_Brief_
Reproduce verbatim everything in the records below, from the line that contains "In this exercise you will find the girl's" down to the end of the records. Output those lines only.

[Records taken from a collection]
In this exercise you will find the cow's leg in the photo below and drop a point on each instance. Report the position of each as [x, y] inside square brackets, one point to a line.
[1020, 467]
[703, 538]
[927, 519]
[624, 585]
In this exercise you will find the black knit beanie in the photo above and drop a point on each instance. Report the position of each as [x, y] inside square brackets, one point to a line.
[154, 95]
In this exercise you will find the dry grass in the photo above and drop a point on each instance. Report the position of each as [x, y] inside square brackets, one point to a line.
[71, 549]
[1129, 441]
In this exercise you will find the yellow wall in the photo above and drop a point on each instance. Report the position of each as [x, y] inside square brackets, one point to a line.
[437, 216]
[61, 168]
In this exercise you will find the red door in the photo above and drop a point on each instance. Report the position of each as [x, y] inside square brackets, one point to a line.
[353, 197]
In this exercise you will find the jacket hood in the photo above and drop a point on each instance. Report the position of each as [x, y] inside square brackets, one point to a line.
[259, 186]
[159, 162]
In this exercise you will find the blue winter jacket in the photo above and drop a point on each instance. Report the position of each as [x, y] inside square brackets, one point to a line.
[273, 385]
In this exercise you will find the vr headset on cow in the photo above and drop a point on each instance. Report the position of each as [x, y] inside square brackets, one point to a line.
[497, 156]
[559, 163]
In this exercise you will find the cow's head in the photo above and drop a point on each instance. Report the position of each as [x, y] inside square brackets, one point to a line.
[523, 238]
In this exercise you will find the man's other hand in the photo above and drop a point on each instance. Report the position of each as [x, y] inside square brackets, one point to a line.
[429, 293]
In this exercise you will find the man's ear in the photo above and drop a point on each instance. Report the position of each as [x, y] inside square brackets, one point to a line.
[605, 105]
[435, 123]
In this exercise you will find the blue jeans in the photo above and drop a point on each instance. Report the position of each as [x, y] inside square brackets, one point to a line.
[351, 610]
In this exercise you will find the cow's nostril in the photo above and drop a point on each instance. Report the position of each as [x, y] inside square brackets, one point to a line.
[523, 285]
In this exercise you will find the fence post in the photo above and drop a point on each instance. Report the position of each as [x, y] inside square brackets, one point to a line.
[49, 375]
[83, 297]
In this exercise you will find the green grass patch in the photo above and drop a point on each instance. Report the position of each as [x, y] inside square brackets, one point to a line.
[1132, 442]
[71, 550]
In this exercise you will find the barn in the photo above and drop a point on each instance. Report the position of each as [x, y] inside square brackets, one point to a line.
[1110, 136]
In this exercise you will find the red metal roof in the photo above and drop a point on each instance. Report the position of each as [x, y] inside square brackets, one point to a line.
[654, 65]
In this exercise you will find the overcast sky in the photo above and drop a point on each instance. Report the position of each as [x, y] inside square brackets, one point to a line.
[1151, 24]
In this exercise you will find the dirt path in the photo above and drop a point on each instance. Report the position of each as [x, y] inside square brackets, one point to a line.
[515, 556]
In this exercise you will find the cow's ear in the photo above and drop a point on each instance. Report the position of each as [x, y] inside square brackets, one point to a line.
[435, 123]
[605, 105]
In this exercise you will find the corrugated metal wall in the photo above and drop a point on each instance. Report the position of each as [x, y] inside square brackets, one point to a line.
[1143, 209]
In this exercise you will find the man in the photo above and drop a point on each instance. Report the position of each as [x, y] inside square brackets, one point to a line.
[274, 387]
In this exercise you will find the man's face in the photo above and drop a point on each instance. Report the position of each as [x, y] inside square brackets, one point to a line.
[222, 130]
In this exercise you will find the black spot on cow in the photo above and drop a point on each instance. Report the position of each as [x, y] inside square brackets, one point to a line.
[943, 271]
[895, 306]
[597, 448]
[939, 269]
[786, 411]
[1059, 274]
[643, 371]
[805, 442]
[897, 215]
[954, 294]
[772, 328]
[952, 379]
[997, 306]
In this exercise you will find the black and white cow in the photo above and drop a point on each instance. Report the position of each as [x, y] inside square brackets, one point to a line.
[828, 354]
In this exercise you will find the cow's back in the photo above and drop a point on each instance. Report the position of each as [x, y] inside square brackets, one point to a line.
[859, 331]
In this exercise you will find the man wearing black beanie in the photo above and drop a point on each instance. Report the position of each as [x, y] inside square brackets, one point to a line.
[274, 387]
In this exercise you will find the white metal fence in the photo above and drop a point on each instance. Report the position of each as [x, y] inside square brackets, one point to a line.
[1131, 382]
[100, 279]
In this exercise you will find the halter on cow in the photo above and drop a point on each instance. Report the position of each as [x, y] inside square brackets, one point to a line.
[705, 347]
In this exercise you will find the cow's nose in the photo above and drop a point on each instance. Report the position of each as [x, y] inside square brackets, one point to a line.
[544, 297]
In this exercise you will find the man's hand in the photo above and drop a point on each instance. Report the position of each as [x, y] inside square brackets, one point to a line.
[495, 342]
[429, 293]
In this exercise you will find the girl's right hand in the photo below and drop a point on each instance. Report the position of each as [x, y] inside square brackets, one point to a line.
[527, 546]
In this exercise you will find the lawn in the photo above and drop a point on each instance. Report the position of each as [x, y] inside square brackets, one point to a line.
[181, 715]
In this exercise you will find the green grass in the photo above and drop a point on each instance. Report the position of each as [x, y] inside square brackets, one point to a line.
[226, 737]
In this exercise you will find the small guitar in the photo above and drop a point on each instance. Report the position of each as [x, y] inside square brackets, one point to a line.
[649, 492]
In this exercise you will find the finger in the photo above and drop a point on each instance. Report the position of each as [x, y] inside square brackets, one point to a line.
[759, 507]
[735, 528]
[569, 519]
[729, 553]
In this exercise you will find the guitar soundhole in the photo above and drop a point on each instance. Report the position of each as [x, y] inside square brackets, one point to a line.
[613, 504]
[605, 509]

_Exercise result_
In this exercise you will find the girl's right hand in the photo below and drop a point on each instance. Report the position of each as [x, y] inside square brackets, one point to a line.
[527, 546]
In this exercise you will find the lawn in the photo above and drop a point on each instance. Report the position of each as [x, y] inside square brackets, one point to a line.
[181, 715]
In this exercise you will find the green grass in the photo above and drop a point on each instance. Report the position of each as [x, y] inside square brackets, one point to a line.
[226, 737]
In this exercise you will find the small guitar in the photo above and drop a point on each instance. Report the position of each as [x, y] inside square brackets, one point to a line.
[649, 492]
In this exercise you will find the finger in the photo above and drop a point on each instance. Report the position of each as [x, y] inside square brackets, one point to a line.
[759, 507]
[735, 528]
[569, 519]
[729, 553]
In this exercise you will find the guitar soundhole in the photo above and drop a point on each instance. Report the position of each as [x, y] inside square brackets, one point to a line.
[613, 504]
[605, 509]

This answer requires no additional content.